= Beginning of Section =

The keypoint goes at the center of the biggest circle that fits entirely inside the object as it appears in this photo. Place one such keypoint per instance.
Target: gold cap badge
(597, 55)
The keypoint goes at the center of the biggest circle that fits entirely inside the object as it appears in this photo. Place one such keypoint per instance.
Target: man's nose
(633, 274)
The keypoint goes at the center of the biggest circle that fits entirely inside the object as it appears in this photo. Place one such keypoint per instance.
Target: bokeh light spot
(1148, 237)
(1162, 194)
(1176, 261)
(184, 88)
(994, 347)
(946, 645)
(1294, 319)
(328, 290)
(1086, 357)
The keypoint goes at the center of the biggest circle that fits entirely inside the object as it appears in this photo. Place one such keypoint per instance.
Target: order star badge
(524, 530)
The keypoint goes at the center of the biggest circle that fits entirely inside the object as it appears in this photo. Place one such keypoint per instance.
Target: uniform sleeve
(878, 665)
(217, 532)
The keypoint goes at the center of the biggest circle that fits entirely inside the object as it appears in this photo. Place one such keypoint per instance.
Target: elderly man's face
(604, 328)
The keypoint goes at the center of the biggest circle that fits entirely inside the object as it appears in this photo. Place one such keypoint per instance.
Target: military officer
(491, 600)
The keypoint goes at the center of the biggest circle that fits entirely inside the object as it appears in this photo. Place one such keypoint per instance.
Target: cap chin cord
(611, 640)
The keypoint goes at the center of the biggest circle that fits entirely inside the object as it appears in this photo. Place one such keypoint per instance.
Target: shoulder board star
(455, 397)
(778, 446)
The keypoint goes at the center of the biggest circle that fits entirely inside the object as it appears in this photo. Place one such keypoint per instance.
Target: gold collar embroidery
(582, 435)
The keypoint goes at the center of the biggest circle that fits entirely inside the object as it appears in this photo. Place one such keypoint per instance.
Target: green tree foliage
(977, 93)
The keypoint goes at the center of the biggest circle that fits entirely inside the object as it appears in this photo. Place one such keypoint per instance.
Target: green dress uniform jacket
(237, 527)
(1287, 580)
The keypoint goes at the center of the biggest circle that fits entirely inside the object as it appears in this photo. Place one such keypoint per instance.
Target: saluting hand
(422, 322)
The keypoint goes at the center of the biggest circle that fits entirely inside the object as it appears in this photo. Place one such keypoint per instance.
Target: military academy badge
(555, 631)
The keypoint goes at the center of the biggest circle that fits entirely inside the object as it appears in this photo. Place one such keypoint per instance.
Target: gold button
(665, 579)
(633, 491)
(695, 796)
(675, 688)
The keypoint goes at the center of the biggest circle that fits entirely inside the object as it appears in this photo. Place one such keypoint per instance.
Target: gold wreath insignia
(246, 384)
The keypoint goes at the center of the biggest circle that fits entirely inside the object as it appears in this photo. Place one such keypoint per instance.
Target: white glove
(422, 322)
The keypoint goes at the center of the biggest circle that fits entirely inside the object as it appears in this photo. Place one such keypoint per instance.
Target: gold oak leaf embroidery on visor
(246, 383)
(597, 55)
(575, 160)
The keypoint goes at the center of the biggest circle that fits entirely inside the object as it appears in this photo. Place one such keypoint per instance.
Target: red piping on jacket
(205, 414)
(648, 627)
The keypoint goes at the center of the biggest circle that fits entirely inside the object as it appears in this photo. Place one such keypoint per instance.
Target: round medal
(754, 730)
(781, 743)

= End of Section =

** What is needed **
Every entry, from the first line to the last, should be retyped exactly.

** Written answer **
The keypoint goes at the center of the biggest circle that fits entirely inside the object as it appears in this photo. Place one such keypoint per instance.
Target: gold cap badge
(597, 55)
The keypoint goes at the center of the biggest circle that fits entirely inside the object as it appears in this photo. Place one such keypoint per instance.
Target: man's nose
(633, 274)
The keypoint goes at the center of the biggest circle that fits entirely inside the object as it appears in this photo. Place one such keypoint per instance.
Target: bokeh light spot
(1148, 237)
(1162, 194)
(1176, 261)
(184, 88)
(994, 347)
(946, 645)
(1294, 319)
(328, 290)
(1086, 357)
The keypoint goes at the center of the biggest circle that fits entirely inside the object as it appears in this photo. Place one such keypoint per instance.
Target: order star badge
(524, 530)
The keypoint goes at the center of the biggest circle that fits entirely inside the object as it appears in this photo. Place one such keypoint per instance.
Target: uniform sleeve
(878, 665)
(217, 532)
The keypoint goes at the center of the biggest circle that fits entirely inside the object as it appears in this photo. Place one such keypoint per instance.
Target: elderly man's face
(604, 328)
The keypoint goes at the center of the biggest circle that fits entirely inside the object as it appears in this photo. Place one such keypoint per instance.
Target: military officer
(491, 600)
The keypoint goes at the center of the biggest circle that fits entirely inside the object as it appears in this photo. Place one such keypoint per instance.
Target: cap chin cord
(611, 640)
The keypoint goes at the center of the biggest circle that fits entirely inside the object as it appears in this photo. Place one such keypoint per instance.
Target: shoulder board star
(455, 397)
(778, 446)
The keypoint goes at the center of the biggest circle that fits entirely inside the object as it appears in this photo. Place one such keypoint per instance.
Target: gold collar embroidery
(582, 435)
The keypoint goes at the center of the biggest circle that fits entirely inside the object as it appears in this photo. Place one such keypoint per instance.
Target: green tree foliage
(977, 93)
The keypoint goes at the center of the biggest circle that fits entirely inside the object as it appears in this photo. Place one such keypoint per instance.
Target: green dress uniform jacket
(237, 527)
(1287, 580)
The keypoint goes at the center of the biggest circle that fits entirely inside the object as it appears in this photo. Place one such keypoint per instance.
Target: saluting hand
(422, 322)
The keypoint goes at the center of the biggest circle that fits entirely inside the object as it appears in this photo. Place one such keypoint per instance.
Target: military academy badge
(555, 631)
The keypoint goes at the center of the biggest circle that fits entirely inside the object as it appears in this photo. Place one such keypoint per instance.
Target: gold button
(665, 579)
(633, 491)
(695, 796)
(675, 688)
The keypoint goes at the center of the biggest circle that fits entirely inside the object as it appears in this photo. Place one such keypoint per instance.
Target: gold wreath insignia
(246, 384)
The keypoint goes at the center of the biggest circle that fits entirely inside the object as it appears in this photo. Place one such keypoint per instance.
Target: white glove
(422, 322)
The keypoint goes at the center of the biggest circle that fits entirely inside the object as it appears in this photo. Place one such keypoint per instance.
Target: gold oak leaf embroidery on visor
(246, 383)
(597, 55)
(575, 160)
The keypoint goes at the center of the biggest circle that fits entirely inside the object as it appears in this photo. Place one such keypoint per instance.
Target: red piping on jacket
(205, 414)
(648, 627)
The keypoint goes at the center of the biggest circle that fits entirely inside the object as it appears in this photo. Place one such keypoint per instance.
Target: round medal
(754, 730)
(781, 743)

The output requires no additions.